### Written request A
In the book review below, list every trait the reviewer gives for Jameson in the sentence beginning "He's gorgeous."
### Written request B
In the book review below, which character from another novel does the reviewer compare Jameson to?
### Written request C
Extend the book review below from its last sentence, keeping the same voice.

In the end, this is a love story about two people, willing to take a chance and learning to trust each other in order to have a mature relationship. The author’s amazing writing and the deceptively simple premise elevate this into a different realm than most YA love stories. It is a story on the edge of adulthood that poses many shocking revelations that most teens will never have to face (hopefully). Like its protagonists, it is honest and direct, holding no punches but offering a real look at the beginning of young love. If you’ve never read this book, I’m so jealous of you.
All in all, this book earns a whopping 10/10.
Based on the following criteria:
How much did I like the hero: 10. Like Wes in Sarah Dessen’s The Truth About Forever, Jameson just has that swoon factor. He’s gorgeous, loving, good mannered, an awesome swimmer (with an awesome swimmer’s body! natch!), introspective, a little naughty on occasion, a helpless romantic, fiercely protective of his mother…I could go on for a while evidently. He’s the sort of hero who makes you realize that he’s just a normal boy trying to live a normal life and has to deal with a whole bunch of crap along the way. He handles his parents’ separation and Sky’s shocking revelations in a much more constructive way than many adults.
How much did I like the love interest:10+. Sky is the perfect heroine. She’s beautiful inside and out and as much as I wanted to hate her for being the complete package, I couldn’t because she is just so lovably unique. And I’m sure this probably wants to make a lot of you gag but it’s endearing, honest! Her openness is refreshing plus her quirks and the novel way she views things make you want to be her best friend (mainly to help you pick up guys).

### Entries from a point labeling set
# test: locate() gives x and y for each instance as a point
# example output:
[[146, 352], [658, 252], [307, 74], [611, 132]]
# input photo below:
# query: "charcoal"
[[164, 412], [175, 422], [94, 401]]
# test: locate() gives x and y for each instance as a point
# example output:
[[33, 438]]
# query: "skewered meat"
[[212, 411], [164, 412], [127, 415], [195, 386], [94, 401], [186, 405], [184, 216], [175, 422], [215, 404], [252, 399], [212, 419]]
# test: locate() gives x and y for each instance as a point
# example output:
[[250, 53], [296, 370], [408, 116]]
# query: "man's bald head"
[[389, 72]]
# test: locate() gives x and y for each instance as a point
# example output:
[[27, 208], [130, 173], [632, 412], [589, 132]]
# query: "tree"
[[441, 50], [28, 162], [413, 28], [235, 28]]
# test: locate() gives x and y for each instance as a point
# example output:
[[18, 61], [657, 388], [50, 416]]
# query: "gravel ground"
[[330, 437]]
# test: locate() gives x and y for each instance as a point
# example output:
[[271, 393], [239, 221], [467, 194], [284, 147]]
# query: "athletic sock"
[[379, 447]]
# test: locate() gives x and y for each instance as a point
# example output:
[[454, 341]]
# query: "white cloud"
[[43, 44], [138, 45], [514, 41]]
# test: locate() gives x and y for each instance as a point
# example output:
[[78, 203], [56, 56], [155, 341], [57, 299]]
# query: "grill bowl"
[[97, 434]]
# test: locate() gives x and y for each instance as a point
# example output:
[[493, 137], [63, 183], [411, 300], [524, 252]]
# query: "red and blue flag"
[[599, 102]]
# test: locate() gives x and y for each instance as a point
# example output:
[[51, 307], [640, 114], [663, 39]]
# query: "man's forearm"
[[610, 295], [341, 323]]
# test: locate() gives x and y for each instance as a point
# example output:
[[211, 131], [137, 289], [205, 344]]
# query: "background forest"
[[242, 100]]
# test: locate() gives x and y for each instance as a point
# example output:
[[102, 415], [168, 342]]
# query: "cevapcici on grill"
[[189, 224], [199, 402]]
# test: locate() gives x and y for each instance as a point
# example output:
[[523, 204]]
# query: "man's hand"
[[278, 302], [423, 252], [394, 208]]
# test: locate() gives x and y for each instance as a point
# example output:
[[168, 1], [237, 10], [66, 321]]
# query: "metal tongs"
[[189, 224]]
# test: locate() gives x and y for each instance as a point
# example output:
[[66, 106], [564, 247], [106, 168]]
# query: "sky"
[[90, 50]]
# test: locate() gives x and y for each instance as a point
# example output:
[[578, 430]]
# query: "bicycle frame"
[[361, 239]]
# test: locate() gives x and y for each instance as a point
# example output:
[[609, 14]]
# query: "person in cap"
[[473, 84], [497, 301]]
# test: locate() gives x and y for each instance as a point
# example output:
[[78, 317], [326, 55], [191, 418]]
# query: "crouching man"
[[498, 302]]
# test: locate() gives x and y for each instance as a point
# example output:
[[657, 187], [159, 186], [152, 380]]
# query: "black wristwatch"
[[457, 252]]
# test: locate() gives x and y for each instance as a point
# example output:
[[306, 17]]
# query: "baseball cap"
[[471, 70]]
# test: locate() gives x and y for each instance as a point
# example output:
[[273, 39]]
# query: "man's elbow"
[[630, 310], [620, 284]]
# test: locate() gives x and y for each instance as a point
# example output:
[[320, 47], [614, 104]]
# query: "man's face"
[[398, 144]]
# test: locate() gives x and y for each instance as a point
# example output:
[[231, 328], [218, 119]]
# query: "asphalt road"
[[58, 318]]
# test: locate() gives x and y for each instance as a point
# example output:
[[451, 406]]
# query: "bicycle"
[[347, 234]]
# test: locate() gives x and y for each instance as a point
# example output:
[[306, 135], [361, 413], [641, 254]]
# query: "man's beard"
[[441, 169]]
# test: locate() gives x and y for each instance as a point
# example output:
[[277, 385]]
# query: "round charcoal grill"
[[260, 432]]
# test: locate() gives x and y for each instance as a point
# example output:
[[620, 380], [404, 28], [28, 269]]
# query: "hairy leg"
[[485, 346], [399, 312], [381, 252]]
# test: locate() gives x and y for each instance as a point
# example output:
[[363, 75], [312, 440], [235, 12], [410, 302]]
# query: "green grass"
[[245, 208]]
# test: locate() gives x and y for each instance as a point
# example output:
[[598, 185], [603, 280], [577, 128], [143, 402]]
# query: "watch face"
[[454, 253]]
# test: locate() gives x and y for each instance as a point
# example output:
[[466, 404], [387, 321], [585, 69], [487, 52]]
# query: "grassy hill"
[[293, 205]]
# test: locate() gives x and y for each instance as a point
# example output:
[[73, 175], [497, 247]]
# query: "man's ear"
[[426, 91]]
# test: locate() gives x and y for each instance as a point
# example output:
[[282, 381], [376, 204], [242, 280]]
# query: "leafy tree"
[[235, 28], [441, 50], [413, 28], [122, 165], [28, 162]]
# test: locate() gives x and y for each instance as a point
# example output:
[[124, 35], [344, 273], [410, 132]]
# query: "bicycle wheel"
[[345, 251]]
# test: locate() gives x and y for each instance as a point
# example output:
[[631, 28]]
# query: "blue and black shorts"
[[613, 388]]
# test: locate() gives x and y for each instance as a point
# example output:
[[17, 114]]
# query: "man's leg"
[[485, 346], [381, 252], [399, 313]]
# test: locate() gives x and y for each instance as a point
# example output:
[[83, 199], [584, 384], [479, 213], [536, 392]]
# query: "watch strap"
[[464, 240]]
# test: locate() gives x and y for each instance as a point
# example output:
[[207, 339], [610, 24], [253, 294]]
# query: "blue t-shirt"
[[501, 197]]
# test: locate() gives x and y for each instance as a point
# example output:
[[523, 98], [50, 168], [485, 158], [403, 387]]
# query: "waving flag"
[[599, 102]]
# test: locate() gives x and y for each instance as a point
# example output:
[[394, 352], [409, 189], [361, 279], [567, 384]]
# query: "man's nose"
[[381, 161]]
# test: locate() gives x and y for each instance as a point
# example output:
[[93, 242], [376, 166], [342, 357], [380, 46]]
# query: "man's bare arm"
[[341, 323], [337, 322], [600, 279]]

### Exercise output A
gorgeous; loving; good mannered; an awesome swimmer; introspective; a little naughty on occasion; a helpless romantic; fiercely protective of his mother

### Exercise output B
Wes in Sarah Dessen's The Truth About Forever.

### Exercise output C
How believable is the plot: 10. Kid next door meets Native American girl who is running from her past and attempting to control her future through honest, open communication? Totally see it happening! The fact that the two meet as damaged souls looking for a way to bridge the hurt they’ve experienced? Totally see it happening times 2! This premise really rings true.
How much did I like the writing style/editing/etc: 10. Lyrical and fluid, excellent dialogue, two extremely well written and likable main characters, a male POV that is spot on, no notable grammar/spelling mistakes. Girlfriend has got it going on.
How much did I want to keep reading: 10. More Jameson please! Please? (And Jolene Perry must have heard me since she promised a story about Jay visiting Sky’s birth place in Alaska! Swoon all over again!)
Final Score: 10/10. Awesome love story that doesn’t become schmaltzy or maudlin. Two fabulous main characters that are gorgeous and genuine. Superior writing and editing. What’s not to love? I’m already jealous so read it!